**Available data:**

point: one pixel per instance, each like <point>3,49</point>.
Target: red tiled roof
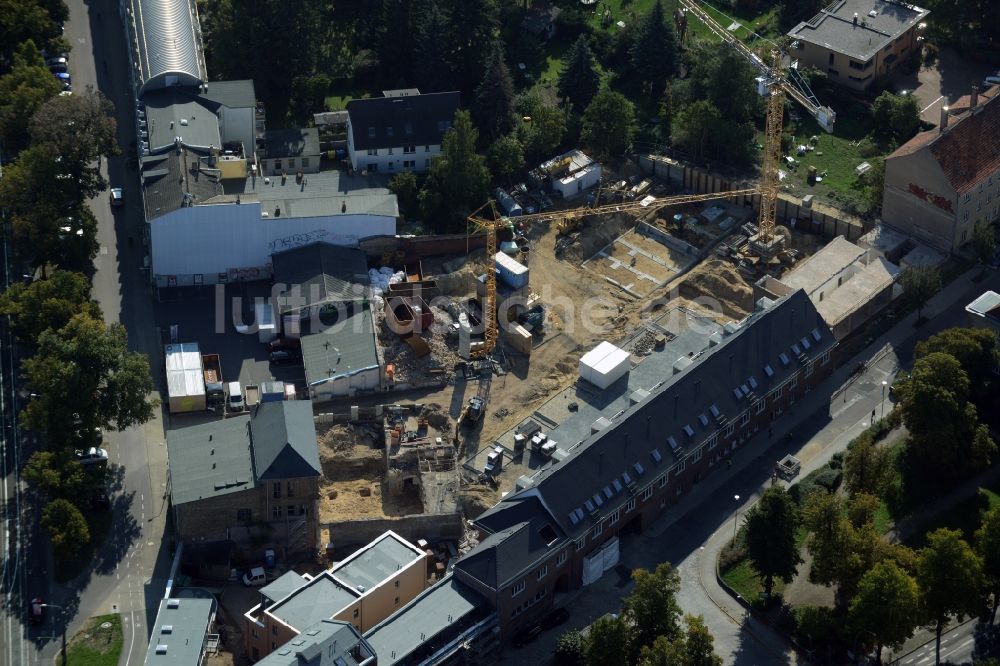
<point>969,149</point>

==

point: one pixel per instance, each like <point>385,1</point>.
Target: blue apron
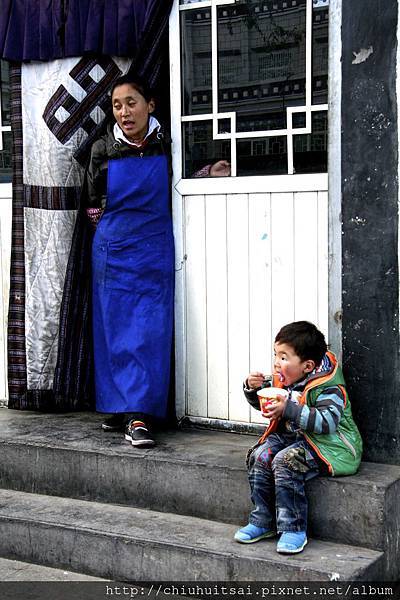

--

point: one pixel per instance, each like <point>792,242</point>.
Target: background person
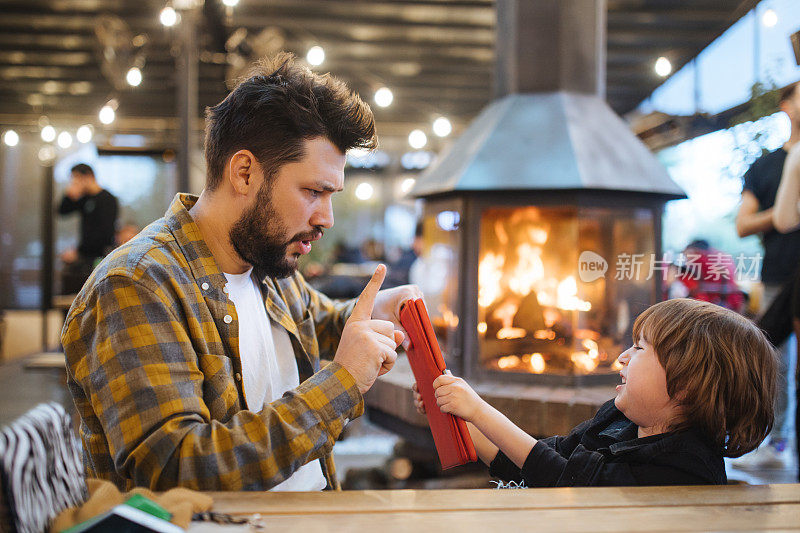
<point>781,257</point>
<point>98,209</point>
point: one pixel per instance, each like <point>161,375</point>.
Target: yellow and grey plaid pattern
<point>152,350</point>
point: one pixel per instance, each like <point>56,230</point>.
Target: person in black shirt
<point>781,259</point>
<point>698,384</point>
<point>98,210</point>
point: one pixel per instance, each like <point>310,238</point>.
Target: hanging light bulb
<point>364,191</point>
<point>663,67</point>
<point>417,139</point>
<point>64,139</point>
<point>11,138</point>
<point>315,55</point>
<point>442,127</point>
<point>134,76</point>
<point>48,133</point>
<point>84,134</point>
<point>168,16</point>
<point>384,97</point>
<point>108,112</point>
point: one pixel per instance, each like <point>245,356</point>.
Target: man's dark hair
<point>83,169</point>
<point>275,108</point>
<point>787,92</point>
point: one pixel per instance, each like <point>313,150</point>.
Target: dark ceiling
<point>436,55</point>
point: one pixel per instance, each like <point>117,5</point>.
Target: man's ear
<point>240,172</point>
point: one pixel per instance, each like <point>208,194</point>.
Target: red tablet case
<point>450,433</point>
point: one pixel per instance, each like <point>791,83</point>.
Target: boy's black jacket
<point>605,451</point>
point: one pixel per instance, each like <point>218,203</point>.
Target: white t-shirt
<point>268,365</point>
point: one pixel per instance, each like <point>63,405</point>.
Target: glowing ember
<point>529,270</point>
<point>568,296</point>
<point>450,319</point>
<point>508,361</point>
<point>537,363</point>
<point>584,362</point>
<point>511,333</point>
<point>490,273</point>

**The problem:** From the listing above, repeat exactly the lines starting at the line that includes "Target: person in black shirt" and ending at the line that includes "point: one pixel per instance, each like <point>310,238</point>.", with nothing outside that span.

**Your response:**
Target: person in black shirt
<point>781,259</point>
<point>698,384</point>
<point>98,210</point>
point: one pixel per instance, each like <point>310,238</point>.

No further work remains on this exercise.